Render the data below as a JSON list of strings, one string per line with blank lines omitted, beginning at the line with "Target: large window" and continuing through the final line of the data.
++++++++++
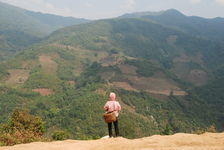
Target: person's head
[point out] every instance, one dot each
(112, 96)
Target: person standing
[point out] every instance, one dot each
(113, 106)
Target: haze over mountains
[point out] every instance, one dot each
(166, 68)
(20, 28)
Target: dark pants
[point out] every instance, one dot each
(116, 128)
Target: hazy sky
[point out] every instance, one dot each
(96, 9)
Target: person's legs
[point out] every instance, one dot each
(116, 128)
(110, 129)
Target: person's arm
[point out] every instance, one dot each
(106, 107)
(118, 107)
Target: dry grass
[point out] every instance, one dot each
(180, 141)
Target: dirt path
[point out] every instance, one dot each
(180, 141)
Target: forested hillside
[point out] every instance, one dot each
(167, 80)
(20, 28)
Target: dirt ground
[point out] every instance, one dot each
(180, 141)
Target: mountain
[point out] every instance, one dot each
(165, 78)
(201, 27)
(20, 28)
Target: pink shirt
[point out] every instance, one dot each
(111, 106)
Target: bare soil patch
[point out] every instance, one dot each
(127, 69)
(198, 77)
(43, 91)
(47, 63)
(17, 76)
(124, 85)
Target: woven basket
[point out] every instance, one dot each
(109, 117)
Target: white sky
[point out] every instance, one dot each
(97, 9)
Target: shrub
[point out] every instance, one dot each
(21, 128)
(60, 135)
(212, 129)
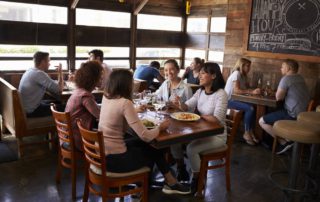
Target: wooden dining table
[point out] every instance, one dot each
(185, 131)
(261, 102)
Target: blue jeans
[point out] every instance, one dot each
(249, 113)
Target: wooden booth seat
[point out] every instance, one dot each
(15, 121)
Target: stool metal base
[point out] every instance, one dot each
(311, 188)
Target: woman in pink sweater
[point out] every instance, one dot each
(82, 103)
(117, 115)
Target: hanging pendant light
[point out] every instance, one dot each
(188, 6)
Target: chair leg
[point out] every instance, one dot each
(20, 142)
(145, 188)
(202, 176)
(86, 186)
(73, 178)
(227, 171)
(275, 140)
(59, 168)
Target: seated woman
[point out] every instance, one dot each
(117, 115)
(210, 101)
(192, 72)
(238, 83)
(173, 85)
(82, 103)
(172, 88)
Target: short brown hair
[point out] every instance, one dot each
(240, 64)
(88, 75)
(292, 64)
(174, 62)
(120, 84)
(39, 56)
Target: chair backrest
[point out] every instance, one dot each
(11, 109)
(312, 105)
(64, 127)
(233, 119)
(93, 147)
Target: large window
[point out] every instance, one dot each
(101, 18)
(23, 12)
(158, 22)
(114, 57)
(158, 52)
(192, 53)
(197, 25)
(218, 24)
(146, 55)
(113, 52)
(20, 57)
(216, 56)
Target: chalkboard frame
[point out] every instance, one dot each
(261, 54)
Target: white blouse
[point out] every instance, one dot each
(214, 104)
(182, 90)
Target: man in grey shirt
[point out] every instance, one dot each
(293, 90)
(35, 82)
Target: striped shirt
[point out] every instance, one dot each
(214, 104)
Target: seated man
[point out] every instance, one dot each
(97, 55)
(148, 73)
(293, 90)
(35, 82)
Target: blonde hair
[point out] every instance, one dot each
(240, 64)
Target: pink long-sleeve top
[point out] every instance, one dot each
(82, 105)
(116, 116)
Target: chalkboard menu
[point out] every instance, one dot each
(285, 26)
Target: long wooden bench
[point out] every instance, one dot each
++++++++++
■ RESULT OF THIS TASK
[
  "Target: large window",
  "[point out] every instance, one dot each",
  "(101, 18)",
  "(23, 12)",
  "(158, 22)",
  "(114, 57)",
  "(158, 52)",
  "(192, 53)",
  "(197, 25)",
  "(218, 24)",
  "(146, 55)",
  "(113, 52)",
  "(20, 57)",
  "(216, 56)",
  "Target: chalkboard frame",
  "[point out] every instance, one dot each",
  "(261, 54)",
  "Target: white blouse",
  "[point out] every instance, one dot each",
  "(214, 104)",
  "(182, 90)",
  "Target: man in grey shirt",
  "[point out] every instance, one dot each",
  "(293, 90)",
  "(35, 82)",
  "Target: striped shirt",
  "[point out] every instance, one dot each",
  "(214, 104)",
  "Target: seated man",
  "[point out] every instance, one dot each",
  "(97, 55)",
  "(148, 73)",
  "(293, 90)",
  "(35, 82)",
  "Target: blonde hair",
  "[point out] every instance, one dot each",
  "(240, 64)",
  "Target: pink long-sleeve top",
  "[point out] every instance, one dot each",
  "(82, 105)",
  "(116, 116)",
  "Target: chalkboard menu",
  "[point out] every instance, one dot each",
  "(285, 26)",
  "Target: long wooden bench",
  "[point out] every instance, one dot each"
]